List each line of the records that contains the string "head", matching case exactly.
- - - - -
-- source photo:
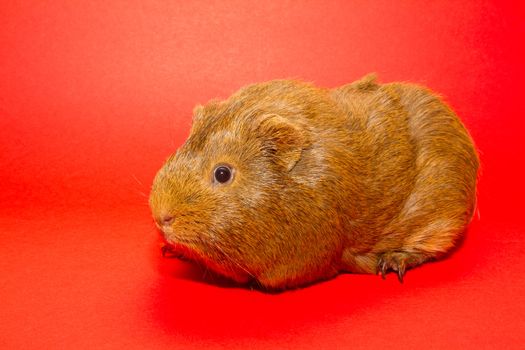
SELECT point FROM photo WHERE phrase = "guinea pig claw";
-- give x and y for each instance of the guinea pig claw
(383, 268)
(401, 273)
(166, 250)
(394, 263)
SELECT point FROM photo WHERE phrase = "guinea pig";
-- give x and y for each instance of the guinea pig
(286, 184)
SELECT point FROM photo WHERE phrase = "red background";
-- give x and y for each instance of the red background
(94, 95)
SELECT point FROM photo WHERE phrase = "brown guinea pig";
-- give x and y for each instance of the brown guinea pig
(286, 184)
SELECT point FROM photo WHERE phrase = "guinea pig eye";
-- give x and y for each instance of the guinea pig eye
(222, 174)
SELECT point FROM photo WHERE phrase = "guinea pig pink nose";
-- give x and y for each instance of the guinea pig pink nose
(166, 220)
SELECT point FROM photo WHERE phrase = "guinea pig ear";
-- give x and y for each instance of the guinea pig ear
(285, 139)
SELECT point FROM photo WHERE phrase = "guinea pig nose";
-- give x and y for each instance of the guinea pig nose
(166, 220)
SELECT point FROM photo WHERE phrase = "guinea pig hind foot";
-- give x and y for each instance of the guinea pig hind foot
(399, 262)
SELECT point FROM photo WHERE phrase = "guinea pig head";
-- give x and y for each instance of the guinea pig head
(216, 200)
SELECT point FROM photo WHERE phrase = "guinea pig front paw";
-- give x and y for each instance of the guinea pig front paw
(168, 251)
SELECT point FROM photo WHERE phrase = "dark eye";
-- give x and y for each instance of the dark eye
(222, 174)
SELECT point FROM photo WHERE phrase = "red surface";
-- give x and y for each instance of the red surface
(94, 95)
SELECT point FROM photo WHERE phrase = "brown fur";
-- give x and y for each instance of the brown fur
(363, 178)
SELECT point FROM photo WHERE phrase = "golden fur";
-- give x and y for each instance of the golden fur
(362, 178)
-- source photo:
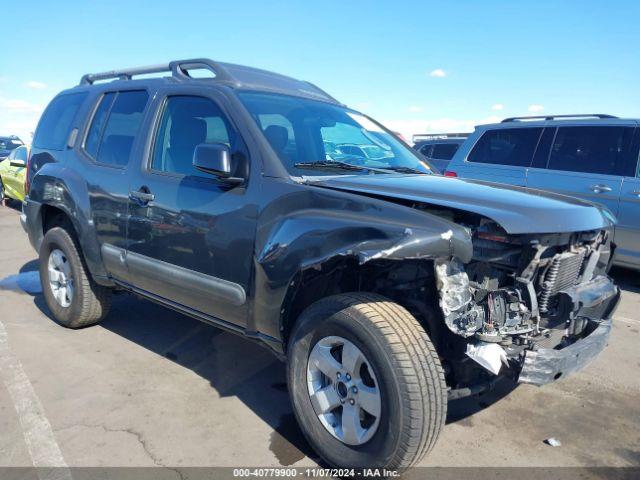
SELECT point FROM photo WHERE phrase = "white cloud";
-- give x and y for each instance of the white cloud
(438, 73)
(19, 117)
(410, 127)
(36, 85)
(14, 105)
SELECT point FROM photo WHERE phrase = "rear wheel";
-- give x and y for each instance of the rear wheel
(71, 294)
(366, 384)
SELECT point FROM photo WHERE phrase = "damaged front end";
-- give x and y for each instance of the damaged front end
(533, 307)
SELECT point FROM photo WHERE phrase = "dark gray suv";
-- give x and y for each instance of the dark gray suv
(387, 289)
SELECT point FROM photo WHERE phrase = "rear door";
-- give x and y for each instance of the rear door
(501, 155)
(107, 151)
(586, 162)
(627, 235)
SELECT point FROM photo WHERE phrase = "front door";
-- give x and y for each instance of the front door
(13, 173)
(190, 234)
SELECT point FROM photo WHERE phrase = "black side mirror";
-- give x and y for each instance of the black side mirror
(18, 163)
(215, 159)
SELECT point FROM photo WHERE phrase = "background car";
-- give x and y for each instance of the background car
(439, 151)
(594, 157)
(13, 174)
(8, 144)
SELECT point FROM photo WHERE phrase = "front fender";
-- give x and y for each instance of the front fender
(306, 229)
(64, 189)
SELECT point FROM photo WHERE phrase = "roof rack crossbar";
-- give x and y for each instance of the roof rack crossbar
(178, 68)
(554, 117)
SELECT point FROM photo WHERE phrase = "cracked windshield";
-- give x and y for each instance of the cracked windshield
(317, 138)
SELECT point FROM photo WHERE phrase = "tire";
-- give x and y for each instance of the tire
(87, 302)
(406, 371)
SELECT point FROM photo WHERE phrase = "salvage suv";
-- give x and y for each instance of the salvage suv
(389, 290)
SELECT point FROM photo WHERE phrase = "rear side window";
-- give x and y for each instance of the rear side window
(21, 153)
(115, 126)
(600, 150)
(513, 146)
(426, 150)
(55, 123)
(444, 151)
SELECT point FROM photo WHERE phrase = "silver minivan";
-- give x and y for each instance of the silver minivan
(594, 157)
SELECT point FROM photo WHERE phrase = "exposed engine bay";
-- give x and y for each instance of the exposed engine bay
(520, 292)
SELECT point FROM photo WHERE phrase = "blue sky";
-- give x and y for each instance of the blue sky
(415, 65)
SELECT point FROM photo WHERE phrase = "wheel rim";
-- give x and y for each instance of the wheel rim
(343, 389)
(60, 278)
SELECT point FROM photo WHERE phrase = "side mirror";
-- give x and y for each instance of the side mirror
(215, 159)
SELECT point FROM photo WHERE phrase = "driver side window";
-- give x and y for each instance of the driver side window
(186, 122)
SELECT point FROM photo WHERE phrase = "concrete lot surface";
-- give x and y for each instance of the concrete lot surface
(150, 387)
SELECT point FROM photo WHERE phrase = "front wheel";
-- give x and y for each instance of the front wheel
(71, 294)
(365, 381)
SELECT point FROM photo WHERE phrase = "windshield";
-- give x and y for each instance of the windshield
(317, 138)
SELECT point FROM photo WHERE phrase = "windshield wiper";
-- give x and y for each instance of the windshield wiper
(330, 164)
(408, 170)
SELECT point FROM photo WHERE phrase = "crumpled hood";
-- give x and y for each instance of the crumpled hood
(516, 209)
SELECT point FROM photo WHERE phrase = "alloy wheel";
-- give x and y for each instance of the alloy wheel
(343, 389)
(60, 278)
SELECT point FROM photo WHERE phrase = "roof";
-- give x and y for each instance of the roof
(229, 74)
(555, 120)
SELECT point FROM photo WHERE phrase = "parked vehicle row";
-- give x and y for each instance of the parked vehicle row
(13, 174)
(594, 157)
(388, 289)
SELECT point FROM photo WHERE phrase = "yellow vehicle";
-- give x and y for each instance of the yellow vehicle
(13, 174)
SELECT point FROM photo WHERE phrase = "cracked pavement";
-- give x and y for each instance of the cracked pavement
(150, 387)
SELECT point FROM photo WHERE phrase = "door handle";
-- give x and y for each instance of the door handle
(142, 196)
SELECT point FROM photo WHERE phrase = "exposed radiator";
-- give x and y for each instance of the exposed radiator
- - - - -
» **Answer**
SELECT point FROM photo WHERE phrase = "guinea pig head";
-- give x and y for each instance of the guinea pig head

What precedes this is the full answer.